Task to carry out: The answer must restate every entry below word for word.

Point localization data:
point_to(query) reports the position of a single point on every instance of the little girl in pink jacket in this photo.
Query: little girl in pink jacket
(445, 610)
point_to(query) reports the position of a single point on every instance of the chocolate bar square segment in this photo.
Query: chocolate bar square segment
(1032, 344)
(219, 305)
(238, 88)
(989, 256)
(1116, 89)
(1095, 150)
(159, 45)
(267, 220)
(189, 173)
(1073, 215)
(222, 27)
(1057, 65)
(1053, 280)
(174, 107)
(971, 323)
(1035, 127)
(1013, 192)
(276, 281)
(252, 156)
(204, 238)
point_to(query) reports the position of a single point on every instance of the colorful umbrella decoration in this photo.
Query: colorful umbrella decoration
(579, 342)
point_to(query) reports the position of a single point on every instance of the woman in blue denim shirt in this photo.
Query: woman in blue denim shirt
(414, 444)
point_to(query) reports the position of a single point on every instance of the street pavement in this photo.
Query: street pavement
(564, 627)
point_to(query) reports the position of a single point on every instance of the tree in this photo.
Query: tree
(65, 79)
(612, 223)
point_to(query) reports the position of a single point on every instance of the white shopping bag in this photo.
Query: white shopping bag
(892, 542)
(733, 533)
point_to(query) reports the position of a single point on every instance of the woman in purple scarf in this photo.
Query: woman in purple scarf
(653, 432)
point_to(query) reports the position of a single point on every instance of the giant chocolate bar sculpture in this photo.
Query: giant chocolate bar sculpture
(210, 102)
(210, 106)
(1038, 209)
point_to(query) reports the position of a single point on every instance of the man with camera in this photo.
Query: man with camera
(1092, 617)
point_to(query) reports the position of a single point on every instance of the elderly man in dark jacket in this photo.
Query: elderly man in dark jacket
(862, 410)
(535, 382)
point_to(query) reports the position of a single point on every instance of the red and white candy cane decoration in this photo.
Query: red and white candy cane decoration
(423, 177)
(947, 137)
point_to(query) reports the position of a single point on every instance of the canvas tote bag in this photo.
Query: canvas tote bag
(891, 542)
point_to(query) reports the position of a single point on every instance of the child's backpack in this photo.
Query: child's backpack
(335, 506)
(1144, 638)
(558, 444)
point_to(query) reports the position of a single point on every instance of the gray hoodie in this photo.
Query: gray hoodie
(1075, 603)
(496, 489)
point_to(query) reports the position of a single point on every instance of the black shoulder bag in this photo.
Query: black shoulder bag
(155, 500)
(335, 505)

Result of the exercise:
point_to(query) reports the position of a single point on every instance of the little girl in pink jacket in this photo.
Query: little girl in pink jacket
(445, 610)
point_to(query) reports the position of a single point on every instance of the chocolate bar square segment in this photo.
Query: chocolate bar square segment
(1032, 344)
(219, 305)
(238, 88)
(989, 256)
(1116, 89)
(1095, 150)
(159, 45)
(267, 220)
(189, 173)
(1073, 215)
(222, 27)
(1057, 65)
(1053, 280)
(174, 107)
(971, 323)
(1035, 127)
(1013, 192)
(276, 281)
(252, 156)
(204, 238)
point_to(query) reports the position of a single point on every instance of the colorful umbrella decoration in this photo.
Query: colorful umbrella decoration
(579, 342)
point_to(query) reports the position of a single point on every instance of the woman in blue denim shirt in this photo.
Query: woman in blue denim shirt
(414, 444)
point_to(query) reports the position of a single point on every instance of the street pavement in this photo.
Query: street pavement
(564, 627)
point_to(query) reports the position of a single point on every instance of the tree in this photo.
Query: tree
(65, 79)
(612, 223)
point_to(query) reports the position of a single point on every instance of the white shopping bag in this photo.
Query: white shopping bag
(892, 542)
(733, 533)
point_to(query) reports the position of a single point on every instance of the woman in purple scarf in this photo.
Query: woman in purple scarf
(653, 432)
point_to(query) reports the position of a single point on every instance of the giant chocolate bar sculpture in this photo.
Query: giant chocolate bar sculpture
(210, 102)
(210, 106)
(1038, 209)
point_to(query) reports the position of a single point on every instance of the man with camera in this photo.
Query: man with camera
(1092, 617)
point_to(query) reports the position of a single point on every instance of the elderly man in dark jacket in this photo.
Query: elderly man in dark jacket
(862, 410)
(535, 382)
point_to(query) reports the position of a single point on every instance of the red and white candy cane decoration in this photo.
Query: red and white candy cane decoration
(423, 177)
(947, 137)
point_to(query) reports the position of a single point on every instance of the canvas tote bag in this photo.
Query: canvas tote bag
(891, 542)
point_to(query) reports the position of a single point on every instance of the child's backpack in this photo.
Query: child's backpack
(335, 506)
(1144, 638)
(558, 444)
point_to(query) reports the position of a single point on every instance of the gray hoodie in this photo.
Query: gray hoodie
(1075, 603)
(496, 489)
point_to(query) reports the position of a single point on every instance of the black shoulder bag in this photo.
Query: black shoulder bag
(155, 500)
(335, 505)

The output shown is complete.